■ **Document excerpt**
☆ ☆ ☆ ☆

The Washington Post's editorial page suffers from Post-Traumatic Stress Disorder. The cause: the newspaper's inability to come to terms with its cheerleading for the Iraq war. The symptoms were most recently manifested in an editorial that slammed the movie, Fair Game, which is a Hollywood treatment of the Valerie Plame/CIA leak case that culminated with the 2007 conviction of Scooter Libby, Vice President Dick Cheney's chief of staff. The Post huffed that the movie is "full of distortions—if not outright inventions." But the paper's editorialists protest too much—and reveal their own biases.
When the movie opened, two veteran Post reporters who covered the CIA leak case—Walter Pincus and Richard Leiby—wrote an extensive article detailing what portions of the movie were fact and what were the product of dramatic license. The pair noted that the film exaggerates Valerie Plame Wilson's role in a specific intelligence operation aimed at gathering intelligence on WMD activity within Iraq. (In the book I co-wrote with Michael Isikoff, Hubris: The Inside Story of Spin, Scandal, and the Selling of the Iraq War, we revealed that she was the operations chief of the CIA’s clandestine Joint Task Force on Iraq.) And the movie, the pair report, may stretch the truth in the scenes in which Iraqi scientists who cooperated with the CIA are stranded in Iraq when Valerie Wilson's CIA identity is revealed in a newspaper column by conservative Bob Novak. But Pincus and Leiby concluded, "the movie holds up as a thoroughly researched and essentially accurate account."
Not so, huffs the editorial page, which has long been edited by Fred Hiatt, a fervent supporter of the Iraq war. The editorial takes issue with the movie's depiction of Valerie Wilson's husband, former Ambassador Joe Wilson, "as a whistle-blower who debunked a Bush administration claim that Iraq had tried to purchase uranium from the African country of Niger." Joe Wilson, in case you've forgotten, was dispatched by the CIA to Niger in 2002 to check out the allegation that Iraq had obtained yellowcake from Niger that could be used to produce nuclear weapons. The CIA's decision to send Wilson to Niger had been sparked by a request from Cheney for more information on the unconfirmed and sketchy Niger allegation.

☆ ☆ ☆ ☆

■ **Extracted records**
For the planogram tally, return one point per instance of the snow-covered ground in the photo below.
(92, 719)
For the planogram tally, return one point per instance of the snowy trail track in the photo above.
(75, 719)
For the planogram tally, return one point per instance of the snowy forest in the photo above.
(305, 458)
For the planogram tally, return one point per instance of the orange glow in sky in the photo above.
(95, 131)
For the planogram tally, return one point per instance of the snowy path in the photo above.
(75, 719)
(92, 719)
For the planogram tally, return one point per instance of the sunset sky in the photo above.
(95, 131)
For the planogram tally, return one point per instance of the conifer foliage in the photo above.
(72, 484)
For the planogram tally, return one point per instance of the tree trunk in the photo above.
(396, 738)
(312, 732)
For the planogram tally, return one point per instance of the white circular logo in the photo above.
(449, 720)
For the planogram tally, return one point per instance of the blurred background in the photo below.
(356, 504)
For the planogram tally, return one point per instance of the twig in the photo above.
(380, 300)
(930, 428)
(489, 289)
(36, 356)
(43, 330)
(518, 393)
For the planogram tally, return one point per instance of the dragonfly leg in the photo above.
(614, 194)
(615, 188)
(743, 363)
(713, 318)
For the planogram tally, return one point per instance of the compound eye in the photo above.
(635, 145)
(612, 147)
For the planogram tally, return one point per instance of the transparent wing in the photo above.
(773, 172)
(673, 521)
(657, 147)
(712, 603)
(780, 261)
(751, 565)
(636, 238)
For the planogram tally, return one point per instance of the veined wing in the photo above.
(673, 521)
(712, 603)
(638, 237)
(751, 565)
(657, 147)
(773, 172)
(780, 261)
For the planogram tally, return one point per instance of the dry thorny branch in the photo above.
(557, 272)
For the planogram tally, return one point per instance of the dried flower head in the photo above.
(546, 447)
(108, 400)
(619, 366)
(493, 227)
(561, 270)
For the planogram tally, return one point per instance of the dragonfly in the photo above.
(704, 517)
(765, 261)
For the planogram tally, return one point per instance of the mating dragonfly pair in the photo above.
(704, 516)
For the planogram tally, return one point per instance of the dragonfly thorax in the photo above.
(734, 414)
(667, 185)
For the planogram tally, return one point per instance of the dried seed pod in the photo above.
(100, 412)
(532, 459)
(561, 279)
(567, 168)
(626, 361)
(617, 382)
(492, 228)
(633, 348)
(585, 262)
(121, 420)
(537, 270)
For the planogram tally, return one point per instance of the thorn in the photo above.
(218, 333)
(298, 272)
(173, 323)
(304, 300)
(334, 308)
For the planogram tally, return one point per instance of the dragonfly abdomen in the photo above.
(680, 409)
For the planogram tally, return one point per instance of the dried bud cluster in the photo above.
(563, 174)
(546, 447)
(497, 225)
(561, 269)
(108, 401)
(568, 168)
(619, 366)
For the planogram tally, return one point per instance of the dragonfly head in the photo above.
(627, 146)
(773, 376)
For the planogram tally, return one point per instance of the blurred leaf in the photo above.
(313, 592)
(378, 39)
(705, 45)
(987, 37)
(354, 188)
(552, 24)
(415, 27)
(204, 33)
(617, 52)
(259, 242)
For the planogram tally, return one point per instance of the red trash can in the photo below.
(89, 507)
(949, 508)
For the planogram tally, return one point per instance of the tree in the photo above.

☆ ☆ ☆ ☆

■ **Task requirements**
Please list every person the commentary above identifies as working for The Washington Post, with the role it gives each.

■ **Reply to the task**
- Walter Pincus: veteran Post reporter who covered the CIA leak case
- Richard Leiby: veteran Post reporter who covered the CIA leak case
- Fred Hiatt: longtime editor of the editorial page